** HOW TO COMPLETE THIS TASK **
Reproduce each entry exactly as it reads. Leave the images out.

** GIVEN INFORMATION **
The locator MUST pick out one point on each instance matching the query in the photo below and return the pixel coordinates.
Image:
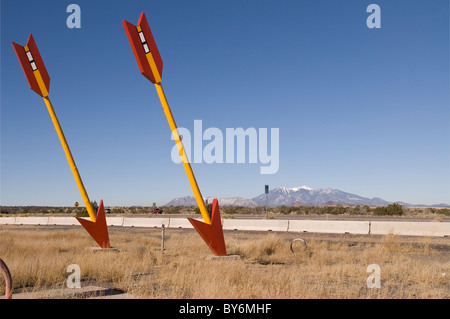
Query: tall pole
(70, 159)
(184, 159)
(266, 190)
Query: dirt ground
(270, 264)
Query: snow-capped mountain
(287, 196)
(297, 196)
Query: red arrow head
(98, 229)
(212, 233)
(144, 48)
(31, 61)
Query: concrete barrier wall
(255, 224)
(410, 228)
(63, 221)
(329, 226)
(144, 222)
(7, 220)
(181, 223)
(31, 221)
(114, 221)
(406, 228)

** RESPONSE TO THE TASK **
The locator MUST pick out one point on each instance matching the query in the photo below and return the pixel coordinates.
Image:
Query: tall pole
(70, 159)
(184, 159)
(266, 190)
Query: dirt ground
(270, 264)
Query: snow-capped mountain
(287, 196)
(297, 196)
Query: red arrow head
(98, 229)
(212, 233)
(144, 48)
(31, 61)
Query: concrete barrier wall
(255, 224)
(410, 228)
(63, 221)
(329, 226)
(144, 222)
(7, 220)
(181, 223)
(31, 221)
(114, 221)
(406, 228)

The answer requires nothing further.